=== Exercise passage ===
The Government has been “tricking” citizens into compliance through “calculated ambiguity between legal obligations and public health advice, a leading law professor has said.
Professor Oran Doyle of Trinity College Dublin took to Twitter to criticise the Government’s behaviour concerning religious restrictions throughout the pandemic.
Citing an article in The Irish Times earlier this week, Prof. Doyle said Taoiseach Michéal Martin’s insistence that the “Government was not ‘anti-religious’ in any way,” and that the current restrictions were only a general legal precaution against indoor gatherings was “wrong on both counts”.
Prof. Doyle clarified that the new ban applies to both indoor and outdoor gatherings, and that “untangling the legislative cross-references” showed that the latest ban “doesn’t capture anything new other than religious activity.
Prof. Doyle said “reasonable inference” is that the Government had two purposes: “Criminalise religious services” and “Conceal the first purpose by a bizarrely and unneccesarily convoluted set of legislative cross-references”.

=== Supplied records ===
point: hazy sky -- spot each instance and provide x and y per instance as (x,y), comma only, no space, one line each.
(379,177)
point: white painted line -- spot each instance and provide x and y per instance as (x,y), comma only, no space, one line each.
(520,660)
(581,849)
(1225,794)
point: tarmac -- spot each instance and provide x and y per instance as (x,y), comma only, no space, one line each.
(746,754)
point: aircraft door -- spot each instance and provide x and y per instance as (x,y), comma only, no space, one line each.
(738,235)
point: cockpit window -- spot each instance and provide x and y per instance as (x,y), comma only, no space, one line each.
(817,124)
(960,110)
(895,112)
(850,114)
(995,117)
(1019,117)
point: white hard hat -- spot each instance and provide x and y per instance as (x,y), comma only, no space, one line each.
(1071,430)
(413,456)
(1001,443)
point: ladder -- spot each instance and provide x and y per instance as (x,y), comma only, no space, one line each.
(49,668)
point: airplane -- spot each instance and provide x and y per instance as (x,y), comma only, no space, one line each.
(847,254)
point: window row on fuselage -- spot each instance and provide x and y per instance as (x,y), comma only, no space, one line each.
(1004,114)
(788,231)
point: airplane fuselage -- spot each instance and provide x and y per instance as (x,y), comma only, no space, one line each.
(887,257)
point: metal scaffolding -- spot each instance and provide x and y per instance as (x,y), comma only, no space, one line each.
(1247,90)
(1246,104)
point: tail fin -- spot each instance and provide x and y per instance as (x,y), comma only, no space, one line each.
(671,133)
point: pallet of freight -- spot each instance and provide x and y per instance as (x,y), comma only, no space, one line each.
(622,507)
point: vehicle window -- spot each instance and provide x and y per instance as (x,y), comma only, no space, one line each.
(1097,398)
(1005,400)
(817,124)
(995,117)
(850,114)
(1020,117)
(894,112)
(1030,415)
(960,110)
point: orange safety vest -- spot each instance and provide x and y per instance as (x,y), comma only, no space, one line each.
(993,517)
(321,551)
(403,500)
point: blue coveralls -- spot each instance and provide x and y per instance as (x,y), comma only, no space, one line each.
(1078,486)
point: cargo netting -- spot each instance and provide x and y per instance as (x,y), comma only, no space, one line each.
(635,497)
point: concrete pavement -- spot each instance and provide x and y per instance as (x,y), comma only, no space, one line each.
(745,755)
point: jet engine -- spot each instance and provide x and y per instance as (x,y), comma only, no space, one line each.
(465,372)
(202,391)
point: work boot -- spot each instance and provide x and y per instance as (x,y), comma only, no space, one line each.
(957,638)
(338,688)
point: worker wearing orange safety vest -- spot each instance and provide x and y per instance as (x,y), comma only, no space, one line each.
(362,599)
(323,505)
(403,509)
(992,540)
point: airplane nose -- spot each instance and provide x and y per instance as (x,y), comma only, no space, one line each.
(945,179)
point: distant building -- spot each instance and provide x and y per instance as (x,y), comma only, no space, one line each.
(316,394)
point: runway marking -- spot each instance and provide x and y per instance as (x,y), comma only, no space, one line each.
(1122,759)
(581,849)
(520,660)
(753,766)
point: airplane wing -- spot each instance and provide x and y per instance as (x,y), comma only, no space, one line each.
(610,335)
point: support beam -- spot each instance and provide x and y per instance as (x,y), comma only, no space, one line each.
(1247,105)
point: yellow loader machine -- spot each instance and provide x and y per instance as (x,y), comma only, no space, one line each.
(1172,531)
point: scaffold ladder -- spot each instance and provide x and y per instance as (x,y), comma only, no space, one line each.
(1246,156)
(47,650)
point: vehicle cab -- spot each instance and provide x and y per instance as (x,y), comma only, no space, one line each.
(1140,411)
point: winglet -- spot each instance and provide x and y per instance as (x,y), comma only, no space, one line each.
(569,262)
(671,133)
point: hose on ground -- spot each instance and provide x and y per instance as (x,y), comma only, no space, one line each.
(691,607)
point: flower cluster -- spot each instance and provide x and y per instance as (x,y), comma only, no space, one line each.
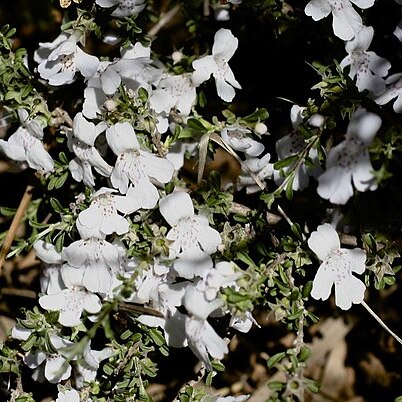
(148,247)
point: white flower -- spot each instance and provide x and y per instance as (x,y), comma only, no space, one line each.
(87,157)
(50,280)
(125,8)
(91,263)
(240,398)
(71,303)
(260,167)
(398,31)
(350,160)
(136,166)
(86,131)
(101,217)
(176,91)
(368,68)
(54,364)
(86,368)
(393,90)
(134,69)
(94,96)
(68,395)
(202,338)
(346,21)
(192,239)
(204,341)
(292,144)
(336,268)
(243,324)
(225,44)
(61,59)
(223,275)
(238,138)
(25,145)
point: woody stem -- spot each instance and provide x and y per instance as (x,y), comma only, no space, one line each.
(381,322)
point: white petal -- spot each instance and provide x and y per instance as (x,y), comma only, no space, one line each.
(335,185)
(158,168)
(225,91)
(349,291)
(363,3)
(346,23)
(33,360)
(121,137)
(110,81)
(57,369)
(225,45)
(317,9)
(86,64)
(47,252)
(92,303)
(84,130)
(208,237)
(356,258)
(323,281)
(175,206)
(364,125)
(363,177)
(323,241)
(216,346)
(193,262)
(145,194)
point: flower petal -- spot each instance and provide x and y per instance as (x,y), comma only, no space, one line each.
(349,291)
(323,241)
(175,206)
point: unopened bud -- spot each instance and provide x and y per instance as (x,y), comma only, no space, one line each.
(316,120)
(177,56)
(260,129)
(110,105)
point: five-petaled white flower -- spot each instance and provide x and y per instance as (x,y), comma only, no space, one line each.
(68,395)
(346,21)
(71,303)
(223,49)
(175,91)
(125,8)
(192,239)
(86,131)
(101,217)
(350,160)
(393,90)
(25,145)
(141,168)
(86,158)
(292,144)
(253,168)
(54,365)
(61,59)
(368,68)
(202,338)
(336,268)
(90,263)
(239,139)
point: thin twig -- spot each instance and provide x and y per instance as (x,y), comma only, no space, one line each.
(381,322)
(165,19)
(25,200)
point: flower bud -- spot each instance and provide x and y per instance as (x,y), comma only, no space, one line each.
(316,120)
(110,105)
(260,129)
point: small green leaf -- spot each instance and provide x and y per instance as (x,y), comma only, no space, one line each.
(285,162)
(56,205)
(273,360)
(275,385)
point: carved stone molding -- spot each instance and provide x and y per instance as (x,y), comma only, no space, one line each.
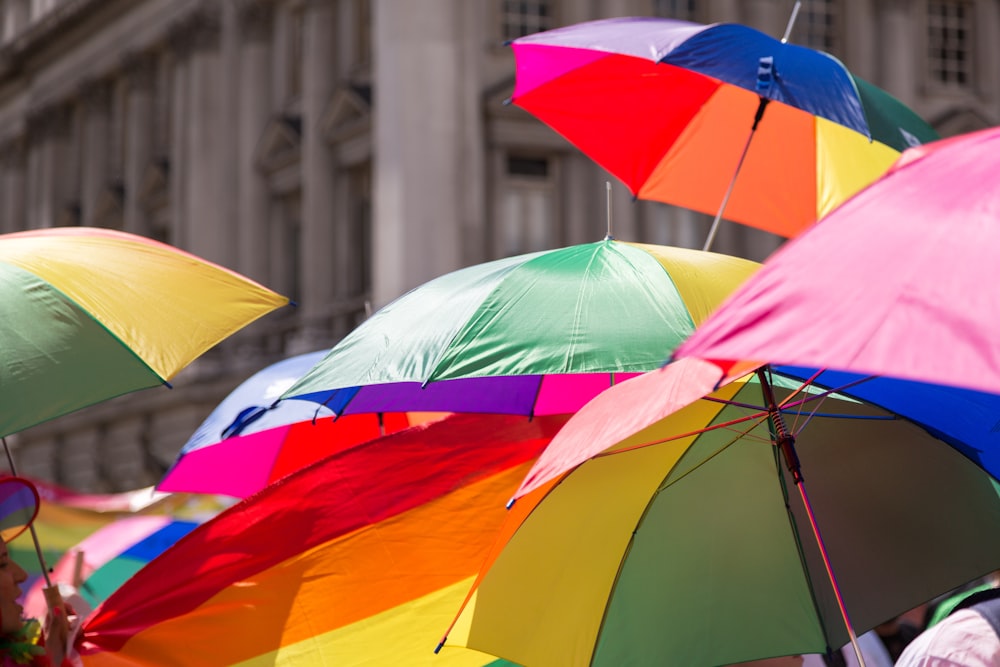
(280,144)
(140,69)
(13,151)
(95,94)
(197,31)
(256,19)
(347,114)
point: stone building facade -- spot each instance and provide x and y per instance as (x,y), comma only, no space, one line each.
(344,151)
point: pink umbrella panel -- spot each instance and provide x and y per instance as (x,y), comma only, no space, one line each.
(107,558)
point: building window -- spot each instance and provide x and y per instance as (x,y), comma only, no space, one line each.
(524,17)
(949,41)
(526,212)
(818,25)
(675,9)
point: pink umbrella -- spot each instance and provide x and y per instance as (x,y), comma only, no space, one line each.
(898,281)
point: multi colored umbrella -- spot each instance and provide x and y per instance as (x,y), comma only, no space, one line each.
(896,282)
(90,314)
(686,535)
(105,559)
(533,334)
(18,506)
(356,560)
(676,109)
(250,439)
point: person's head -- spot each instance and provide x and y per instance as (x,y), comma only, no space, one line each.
(12,576)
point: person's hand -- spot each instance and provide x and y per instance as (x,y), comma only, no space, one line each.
(61,623)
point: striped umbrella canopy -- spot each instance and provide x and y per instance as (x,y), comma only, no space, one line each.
(717,117)
(359,559)
(540,333)
(781,514)
(250,440)
(101,562)
(90,314)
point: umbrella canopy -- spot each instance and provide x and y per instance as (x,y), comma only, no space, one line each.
(355,560)
(896,282)
(66,517)
(532,334)
(105,559)
(687,539)
(90,314)
(250,439)
(669,106)
(18,506)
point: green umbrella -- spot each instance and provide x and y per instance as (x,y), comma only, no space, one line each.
(540,333)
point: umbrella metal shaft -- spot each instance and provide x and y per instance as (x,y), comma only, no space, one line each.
(31,526)
(785,441)
(732,182)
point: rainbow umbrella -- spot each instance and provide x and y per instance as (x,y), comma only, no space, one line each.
(105,559)
(90,314)
(667,525)
(358,559)
(66,517)
(899,279)
(537,334)
(718,118)
(18,506)
(249,440)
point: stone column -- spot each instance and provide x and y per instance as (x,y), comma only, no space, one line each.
(42,134)
(178,144)
(139,72)
(768,16)
(318,175)
(899,63)
(14,19)
(255,23)
(12,182)
(205,221)
(420,177)
(95,147)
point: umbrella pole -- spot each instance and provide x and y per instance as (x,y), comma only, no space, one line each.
(785,441)
(739,165)
(31,527)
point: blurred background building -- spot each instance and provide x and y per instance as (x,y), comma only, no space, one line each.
(344,151)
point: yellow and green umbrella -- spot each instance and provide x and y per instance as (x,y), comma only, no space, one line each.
(533,334)
(90,314)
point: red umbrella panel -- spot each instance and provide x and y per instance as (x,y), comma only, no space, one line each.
(713,117)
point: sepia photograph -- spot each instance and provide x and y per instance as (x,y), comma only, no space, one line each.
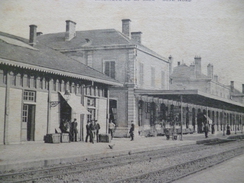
(122,91)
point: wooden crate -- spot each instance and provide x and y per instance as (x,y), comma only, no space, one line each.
(105,138)
(64,137)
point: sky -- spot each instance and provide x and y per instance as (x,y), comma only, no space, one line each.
(212,29)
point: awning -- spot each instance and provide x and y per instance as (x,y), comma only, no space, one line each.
(194,97)
(75,104)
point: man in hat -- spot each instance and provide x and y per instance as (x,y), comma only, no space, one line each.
(74,130)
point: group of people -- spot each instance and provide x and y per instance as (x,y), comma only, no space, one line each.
(71,128)
(92,131)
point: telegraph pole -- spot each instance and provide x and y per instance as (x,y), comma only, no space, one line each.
(181,119)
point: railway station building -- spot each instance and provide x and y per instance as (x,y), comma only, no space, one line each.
(120,55)
(40,88)
(152,97)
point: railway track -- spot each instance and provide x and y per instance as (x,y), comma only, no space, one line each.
(58,172)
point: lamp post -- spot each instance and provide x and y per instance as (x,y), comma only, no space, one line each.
(66,98)
(181,119)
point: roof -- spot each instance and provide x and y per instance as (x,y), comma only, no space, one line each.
(184,72)
(195,97)
(16,51)
(91,39)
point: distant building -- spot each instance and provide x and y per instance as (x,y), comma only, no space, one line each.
(191,78)
(34,83)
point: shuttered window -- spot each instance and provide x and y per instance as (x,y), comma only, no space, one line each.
(153,76)
(110,69)
(162,79)
(141,74)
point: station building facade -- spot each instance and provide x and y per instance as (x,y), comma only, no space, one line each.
(119,55)
(41,87)
(146,76)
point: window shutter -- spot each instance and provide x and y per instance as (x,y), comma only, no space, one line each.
(106,68)
(113,69)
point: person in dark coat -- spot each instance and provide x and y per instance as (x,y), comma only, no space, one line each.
(206,129)
(97,128)
(213,130)
(228,130)
(91,130)
(132,128)
(74,130)
(88,131)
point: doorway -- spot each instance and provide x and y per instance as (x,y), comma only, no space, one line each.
(28,122)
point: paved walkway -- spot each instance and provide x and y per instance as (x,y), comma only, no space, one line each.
(35,154)
(229,171)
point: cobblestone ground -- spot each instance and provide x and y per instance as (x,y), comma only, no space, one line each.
(229,171)
(116,173)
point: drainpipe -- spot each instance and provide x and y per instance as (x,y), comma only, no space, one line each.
(181,118)
(6,115)
(235,122)
(49,106)
(107,111)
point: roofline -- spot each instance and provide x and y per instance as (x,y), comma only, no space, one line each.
(104,47)
(90,48)
(53,71)
(154,55)
(186,92)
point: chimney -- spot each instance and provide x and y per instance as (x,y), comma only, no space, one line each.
(192,70)
(232,86)
(39,33)
(32,40)
(126,27)
(136,36)
(70,30)
(216,78)
(198,67)
(210,71)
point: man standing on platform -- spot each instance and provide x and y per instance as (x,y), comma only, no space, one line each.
(74,130)
(97,128)
(88,133)
(132,128)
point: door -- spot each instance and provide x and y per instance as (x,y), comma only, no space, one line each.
(28,122)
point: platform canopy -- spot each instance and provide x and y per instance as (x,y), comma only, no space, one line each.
(194,97)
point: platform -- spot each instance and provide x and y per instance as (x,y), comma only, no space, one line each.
(33,154)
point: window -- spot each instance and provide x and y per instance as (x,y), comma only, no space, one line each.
(29,96)
(25,113)
(141,74)
(152,76)
(110,69)
(162,79)
(91,102)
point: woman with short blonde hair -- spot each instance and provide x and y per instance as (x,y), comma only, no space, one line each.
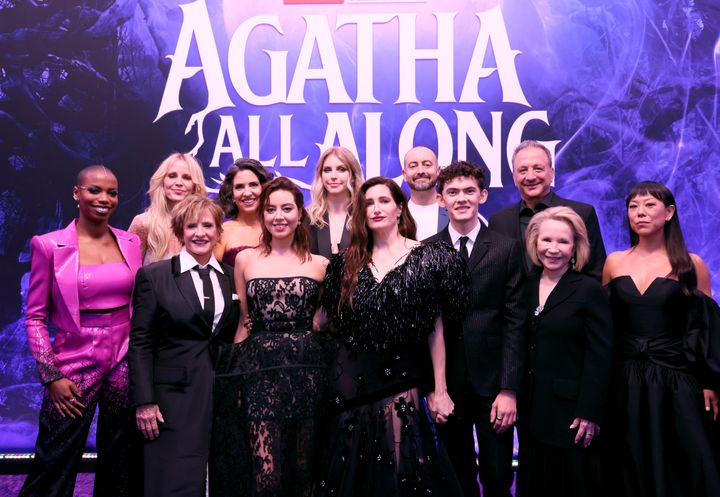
(178,176)
(337,181)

=== What to produce ===
Resume the news article about Professor Oran Doyle's criticism of the Irish Government's pandemic restrictions on religious services, starting right after its final sentence.

=== Answer space ===
While he welcomed the new clarity the Government had provided “from a rule of law perspective”, Prof. Doyle went on to say the “obfuscation (is) a damning indictment of Gov’s respect for citizens’ autonomy. Suggests preference for vaguely articulating standards, then tricking citizens into compliance through calculated ambiguity about the dividing line between legal obligations and public health advice”.
Meanwhile, Minister for Health Stephen Donnelly said in his meeting with Archbishop Eamon Martin that the recent Statutory Instrument was not intended to single out religious worship, but was designed to “regulate indoor and outdoor gatherings that might pose a risk”.